▸ **Your objective**: Copy exactly the lines of the records below, and only those lines, beginning with the line that contains "point: wheel arch" and ending with the line that contains "point: silver sedan".

▸ **Material provided**:
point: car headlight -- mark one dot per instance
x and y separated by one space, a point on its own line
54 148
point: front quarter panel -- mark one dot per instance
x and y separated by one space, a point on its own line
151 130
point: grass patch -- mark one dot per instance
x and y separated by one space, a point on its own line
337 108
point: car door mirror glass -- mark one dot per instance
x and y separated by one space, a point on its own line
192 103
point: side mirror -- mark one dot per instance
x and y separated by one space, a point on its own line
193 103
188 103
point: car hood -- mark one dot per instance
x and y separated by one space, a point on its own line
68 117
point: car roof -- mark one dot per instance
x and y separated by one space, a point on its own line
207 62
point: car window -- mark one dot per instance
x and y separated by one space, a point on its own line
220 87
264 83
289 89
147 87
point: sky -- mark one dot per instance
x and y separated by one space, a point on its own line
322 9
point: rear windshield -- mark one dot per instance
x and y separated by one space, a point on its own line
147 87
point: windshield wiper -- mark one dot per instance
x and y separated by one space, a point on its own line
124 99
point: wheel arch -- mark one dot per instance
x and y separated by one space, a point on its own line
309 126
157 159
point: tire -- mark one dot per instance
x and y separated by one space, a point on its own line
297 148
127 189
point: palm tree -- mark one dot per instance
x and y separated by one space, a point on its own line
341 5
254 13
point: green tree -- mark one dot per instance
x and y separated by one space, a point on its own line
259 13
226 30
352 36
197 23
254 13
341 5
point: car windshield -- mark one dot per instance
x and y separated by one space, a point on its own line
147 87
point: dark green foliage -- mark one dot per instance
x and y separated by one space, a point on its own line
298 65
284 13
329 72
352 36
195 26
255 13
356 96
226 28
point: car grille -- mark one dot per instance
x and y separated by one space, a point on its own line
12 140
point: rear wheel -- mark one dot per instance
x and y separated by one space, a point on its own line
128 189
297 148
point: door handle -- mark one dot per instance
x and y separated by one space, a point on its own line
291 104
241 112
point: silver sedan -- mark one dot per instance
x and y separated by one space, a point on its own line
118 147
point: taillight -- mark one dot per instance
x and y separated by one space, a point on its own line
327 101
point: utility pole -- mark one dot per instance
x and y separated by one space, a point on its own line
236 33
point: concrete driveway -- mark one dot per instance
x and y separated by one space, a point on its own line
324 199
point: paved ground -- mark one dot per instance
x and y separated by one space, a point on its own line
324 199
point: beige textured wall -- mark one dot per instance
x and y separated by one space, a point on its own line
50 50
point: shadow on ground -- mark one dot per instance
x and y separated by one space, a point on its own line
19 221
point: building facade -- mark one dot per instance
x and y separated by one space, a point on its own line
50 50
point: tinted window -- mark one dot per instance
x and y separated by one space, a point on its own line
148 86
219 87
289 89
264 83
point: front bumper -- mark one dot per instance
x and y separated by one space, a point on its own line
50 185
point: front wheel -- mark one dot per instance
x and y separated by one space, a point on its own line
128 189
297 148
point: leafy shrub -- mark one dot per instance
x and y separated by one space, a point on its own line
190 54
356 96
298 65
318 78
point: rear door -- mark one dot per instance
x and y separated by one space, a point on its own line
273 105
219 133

▸ **Solution**:
point: wheel arch -- mark one dot per instance
x and y separated by one space, a point on its own line
309 126
157 159
point: tire -- mark one dot per instance
x and y separated by one space, a point on its own line
297 148
127 189
point: palm tree -- mark one dot per instance
x and y separated by one space, a point on its own line
341 5
254 13
point: green tree -- mark one dot per instance
x and y separated by one space, a point on its own line
259 13
226 30
352 36
197 23
254 13
341 5
point: car windshield -- mark one dot per instance
x and y separated by one space, a point on its own line
147 87
point: dark green foliage -- mark one dot per instance
x and y separated by one space, a point on its own line
298 65
284 13
329 72
352 36
195 26
255 13
356 96
226 28
point: car grille -- mark one dot per instance
x and y separated by one space, a point on its own line
12 140
point: rear wheel -- mark one dot per instance
x and y separated by one space, a point on its own line
128 189
297 148
point: door handle -- mark one dot per instance
x and y separated by one space, a point on its own line
291 104
241 112
point: silver sedan -- mark one dot per instance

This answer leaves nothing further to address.